__Brief__. Return each line from the records below that contains the word "white". Case matters.

__Records for the exercise__.
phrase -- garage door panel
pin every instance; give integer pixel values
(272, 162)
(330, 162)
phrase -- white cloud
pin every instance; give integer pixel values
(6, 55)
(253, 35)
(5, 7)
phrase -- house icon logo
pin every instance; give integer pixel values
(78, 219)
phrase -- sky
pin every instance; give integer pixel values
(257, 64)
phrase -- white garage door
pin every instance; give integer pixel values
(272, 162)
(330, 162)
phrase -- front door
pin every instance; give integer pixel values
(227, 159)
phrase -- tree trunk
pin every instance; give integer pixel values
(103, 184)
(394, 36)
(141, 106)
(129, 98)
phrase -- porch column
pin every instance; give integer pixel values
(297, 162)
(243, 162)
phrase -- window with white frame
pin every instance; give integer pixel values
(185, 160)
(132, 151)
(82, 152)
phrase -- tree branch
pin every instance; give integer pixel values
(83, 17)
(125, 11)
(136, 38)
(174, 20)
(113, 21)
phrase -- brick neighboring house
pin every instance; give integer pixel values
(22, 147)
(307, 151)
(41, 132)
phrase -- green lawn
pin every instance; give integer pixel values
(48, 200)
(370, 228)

* * *

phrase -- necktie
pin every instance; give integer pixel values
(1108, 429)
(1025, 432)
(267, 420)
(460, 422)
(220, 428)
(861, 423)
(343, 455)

__Exercise answer__.
phrase -- white cloud
phrase -- white garage door
phrase -- window with white frame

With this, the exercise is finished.